▶ [Supplied passage]
--------

The Casino Girl was billed as the twin sister of The Belle of New York and was commissioned for the Casino Theatre in New York as a vehicle for Mabelle Gilman with a cast that included Virginia Earle in a breeches role as Percy, Adele Ritchie, Lotta Faust and Sam Bernard as Pilsener. It ran at the Casino from 19 March 1900 to 9 June 1900 for a run of 51 performances and was revived at the same theatre on 6 August 1900 for 40 performances before going on a tour of the United States. It was produced by George Lederer, with music by Ludwig Engländer, Will Marion Cook, Will Accooe, Harry Truman MacConnell and Arthur Nevin, lyrics by Engländer, Cook and MacConnell, and a book by Harry B. Smith and Arthur Nevin. The show had a revival at the Knickerbocker Theatre in New York from 8 April 1901 starring Katie Seymour and James E. Sullivan.

--------

▶ [Recorded information]
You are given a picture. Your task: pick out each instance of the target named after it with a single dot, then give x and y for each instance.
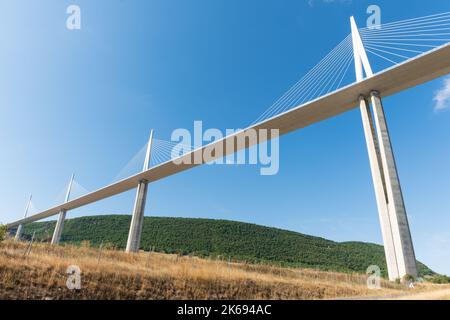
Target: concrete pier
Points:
(20, 227)
(398, 247)
(380, 189)
(137, 220)
(401, 234)
(62, 217)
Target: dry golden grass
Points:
(111, 274)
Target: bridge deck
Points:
(413, 72)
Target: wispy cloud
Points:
(442, 96)
(313, 2)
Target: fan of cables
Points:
(396, 42)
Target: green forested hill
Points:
(229, 239)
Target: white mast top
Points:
(148, 153)
(361, 59)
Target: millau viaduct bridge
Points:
(366, 93)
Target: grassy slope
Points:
(240, 241)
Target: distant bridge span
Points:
(416, 71)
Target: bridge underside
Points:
(419, 70)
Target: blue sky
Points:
(84, 101)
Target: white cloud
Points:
(442, 96)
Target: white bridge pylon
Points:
(398, 246)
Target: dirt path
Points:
(443, 294)
(438, 294)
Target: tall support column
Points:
(380, 187)
(137, 220)
(20, 227)
(397, 241)
(404, 249)
(62, 217)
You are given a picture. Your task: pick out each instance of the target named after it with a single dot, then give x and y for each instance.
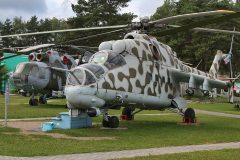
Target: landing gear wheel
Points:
(33, 102)
(189, 116)
(113, 122)
(127, 111)
(190, 92)
(236, 106)
(42, 100)
(105, 123)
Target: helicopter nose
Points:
(19, 79)
(77, 97)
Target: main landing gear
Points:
(110, 121)
(32, 101)
(42, 99)
(128, 113)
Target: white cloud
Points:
(143, 7)
(62, 8)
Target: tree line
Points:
(190, 46)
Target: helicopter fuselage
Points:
(137, 71)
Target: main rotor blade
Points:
(209, 30)
(198, 24)
(4, 58)
(64, 30)
(191, 15)
(33, 48)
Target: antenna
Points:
(231, 92)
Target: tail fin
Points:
(216, 63)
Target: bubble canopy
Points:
(108, 58)
(85, 74)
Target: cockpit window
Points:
(97, 70)
(23, 68)
(89, 78)
(34, 71)
(76, 77)
(100, 57)
(109, 59)
(80, 77)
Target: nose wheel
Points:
(110, 121)
(32, 101)
(42, 99)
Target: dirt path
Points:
(133, 153)
(217, 113)
(33, 128)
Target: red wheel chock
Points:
(123, 118)
(189, 120)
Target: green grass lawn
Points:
(216, 107)
(19, 108)
(144, 132)
(230, 154)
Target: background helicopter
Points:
(139, 72)
(37, 77)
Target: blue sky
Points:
(62, 8)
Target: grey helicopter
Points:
(139, 72)
(37, 77)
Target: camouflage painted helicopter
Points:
(37, 76)
(140, 72)
(137, 72)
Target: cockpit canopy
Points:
(108, 58)
(85, 75)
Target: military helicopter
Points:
(37, 76)
(139, 72)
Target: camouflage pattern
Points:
(147, 80)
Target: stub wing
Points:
(197, 81)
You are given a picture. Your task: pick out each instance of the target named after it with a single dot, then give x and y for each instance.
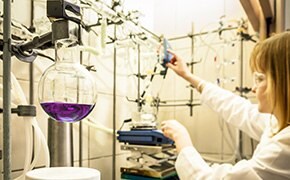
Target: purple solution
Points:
(67, 112)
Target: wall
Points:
(172, 19)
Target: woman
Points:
(268, 121)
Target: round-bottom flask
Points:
(67, 90)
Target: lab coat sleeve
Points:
(190, 166)
(236, 110)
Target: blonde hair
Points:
(272, 57)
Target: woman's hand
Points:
(178, 66)
(177, 132)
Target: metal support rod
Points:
(192, 69)
(139, 80)
(80, 123)
(202, 33)
(7, 90)
(240, 138)
(114, 107)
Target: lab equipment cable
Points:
(39, 137)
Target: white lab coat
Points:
(271, 158)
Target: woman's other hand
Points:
(177, 132)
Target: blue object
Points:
(143, 137)
(167, 56)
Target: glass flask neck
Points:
(67, 51)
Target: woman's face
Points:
(259, 88)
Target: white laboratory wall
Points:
(172, 19)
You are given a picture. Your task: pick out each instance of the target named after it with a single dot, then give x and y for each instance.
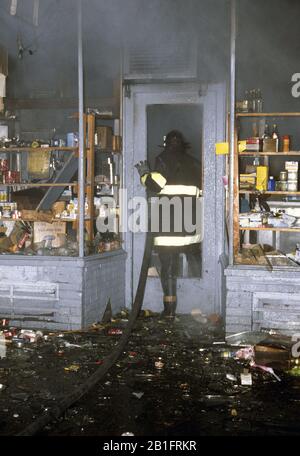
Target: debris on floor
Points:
(178, 377)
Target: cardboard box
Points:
(104, 137)
(56, 229)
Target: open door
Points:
(150, 113)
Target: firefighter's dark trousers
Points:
(168, 277)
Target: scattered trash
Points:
(246, 338)
(199, 316)
(107, 315)
(294, 371)
(265, 369)
(159, 364)
(68, 345)
(245, 353)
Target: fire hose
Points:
(55, 412)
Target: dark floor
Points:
(170, 381)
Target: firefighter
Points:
(177, 174)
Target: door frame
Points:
(208, 288)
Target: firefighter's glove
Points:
(143, 168)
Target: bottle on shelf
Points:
(246, 102)
(266, 134)
(275, 135)
(271, 184)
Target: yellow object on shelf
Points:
(262, 175)
(222, 148)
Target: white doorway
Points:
(199, 112)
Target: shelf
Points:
(68, 184)
(268, 114)
(250, 192)
(271, 228)
(257, 154)
(4, 150)
(25, 219)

--------

▶ [Problem set]
(a) Answer these questions using the passage about The Casino Girl:
(i) Who played Percy in a breeches role?
(ii) How many performances did the revival at the Casino that began on 6 August 1900 have?
(iii) At which theatre was the show revived from 8 April 1901?
(b) For each statement, answer yes or no according to the passage about The Casino Girl, and quote the words that decide it.
(i) The show's first run at the Casino lasted 51 performances.
(ii) George Lederer wrote the book for the show.
(iii) Sam Bernard played Pilsener.
(c) Copy word for word the part of the passage about The Casino Girl that opens with the words containing "The Casino Girl" and closes with "James E. Sullivan.".

▶ [Solutions by task]
(a)
(i) Virginia Earle
(ii) 40
(iii) The Knickerbocker Theatre in New York

(b)
(i) Yes: "for a run of 51 performances"
(ii) No: "It was produced by George Lederer" and "a book by Harry B. Smith and Arthur Nevin"
(iii) Yes: "Sam Bernard as Pilsener"

(c)
The Casino Girl was billed as the twin sister of The Belle of New York and was commissioned for the Casino Theatre in New York as a vehicle for Mabelle Gilman with a cast that included Virginia Earle in a breeches role as Percy, Adele Ritchie, Lotta Faust and Sam Bernard as Pilsener. It ran at the Casino from 19 March 1900 to 9 June 1900 for a run of 51 performances and was revived at the same theatre on 6 August 1900 for 40 performances before going on a tour of the United States. It was produced by George Lederer, with music by Ludwig Engländer, Will Marion Cook, Will Accooe, Harry Truman MacConnell and Arthur Nevin, lyrics by Engländer, Cook and MacConnell, and a book by Harry B. Smith and Arthur Nevin. The show had a revival at the Knickerbocker Theatre in New York from 8 April 1901 starring Katie Seymour and James E. Sullivan.